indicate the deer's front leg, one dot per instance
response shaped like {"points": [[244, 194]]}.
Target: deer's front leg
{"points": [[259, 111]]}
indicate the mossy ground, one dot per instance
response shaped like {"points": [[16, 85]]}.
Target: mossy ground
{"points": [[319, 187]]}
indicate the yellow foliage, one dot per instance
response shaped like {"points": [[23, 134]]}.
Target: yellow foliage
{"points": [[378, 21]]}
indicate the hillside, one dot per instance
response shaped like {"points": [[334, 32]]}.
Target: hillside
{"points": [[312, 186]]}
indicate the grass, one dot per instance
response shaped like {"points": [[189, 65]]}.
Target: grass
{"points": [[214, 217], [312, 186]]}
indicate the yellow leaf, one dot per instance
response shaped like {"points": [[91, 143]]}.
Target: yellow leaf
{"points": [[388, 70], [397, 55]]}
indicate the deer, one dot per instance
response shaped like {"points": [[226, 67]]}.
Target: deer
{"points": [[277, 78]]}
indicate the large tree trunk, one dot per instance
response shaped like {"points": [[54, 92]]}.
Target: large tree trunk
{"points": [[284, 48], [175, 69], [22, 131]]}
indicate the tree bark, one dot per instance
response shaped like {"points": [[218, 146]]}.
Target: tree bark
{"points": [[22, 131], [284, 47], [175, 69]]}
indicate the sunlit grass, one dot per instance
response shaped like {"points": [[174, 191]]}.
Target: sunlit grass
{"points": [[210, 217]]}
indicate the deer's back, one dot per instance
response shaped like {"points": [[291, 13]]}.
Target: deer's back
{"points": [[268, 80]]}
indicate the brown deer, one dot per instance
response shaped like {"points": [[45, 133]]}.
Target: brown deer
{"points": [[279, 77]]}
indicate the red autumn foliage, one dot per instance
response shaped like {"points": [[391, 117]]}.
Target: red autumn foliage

━━━━━━━━━━━━━━━━━━━━

▶ _About this exercise_:
Transcribe the data in full, keeping every detail.

▶ _Response_:
indicate the deer's front leg, one dot per instance
response shaped like {"points": [[244, 194]]}.
Target: deer's front leg
{"points": [[259, 111]]}
indicate the mossy ground, one dot per instance
response shaped like {"points": [[16, 85]]}.
Target: mossy ground
{"points": [[319, 187]]}
indicate the yellow foliage, one dot per instance
response shaped like {"points": [[23, 134]]}.
Target: yellow foliage
{"points": [[378, 21]]}
indicate the hillside, one dot per instance
response shaped like {"points": [[334, 32]]}.
Target: hillside
{"points": [[312, 186]]}
indicate the grass, one dot per instance
response shaped like {"points": [[189, 65]]}.
Target: grass
{"points": [[214, 217], [312, 186]]}
indicate the yellow leaf, one dot per instance
response shaped like {"points": [[91, 143]]}.
Target: yellow leaf
{"points": [[388, 70], [397, 55]]}
indicate the deer, one dot per instance
response shaped like {"points": [[226, 67]]}.
Target: deer
{"points": [[277, 78]]}
indicate the large tree trunk, one dot per instance
response shaped like {"points": [[54, 92]]}.
Target: large tree trunk
{"points": [[284, 48], [175, 69], [22, 131]]}
indicate the tree bark, one dot per instance
response shaped like {"points": [[218, 146]]}.
Target: tree bark
{"points": [[22, 131], [284, 47], [175, 69]]}
indicate the sunlit grass, one dot per instance
response shaped like {"points": [[174, 191]]}.
Target: sunlit grass
{"points": [[210, 217]]}
indicate the deer's back, one dot per instance
response shaped like {"points": [[291, 13]]}.
Target: deer's back
{"points": [[268, 80]]}
indicate the brown deer, one dot per instance
response shaped like {"points": [[45, 133]]}.
Target: brown deer
{"points": [[279, 77]]}
indicate the red autumn foliage, one dot per instance
response shaped like {"points": [[391, 117]]}.
Target: red autumn foliage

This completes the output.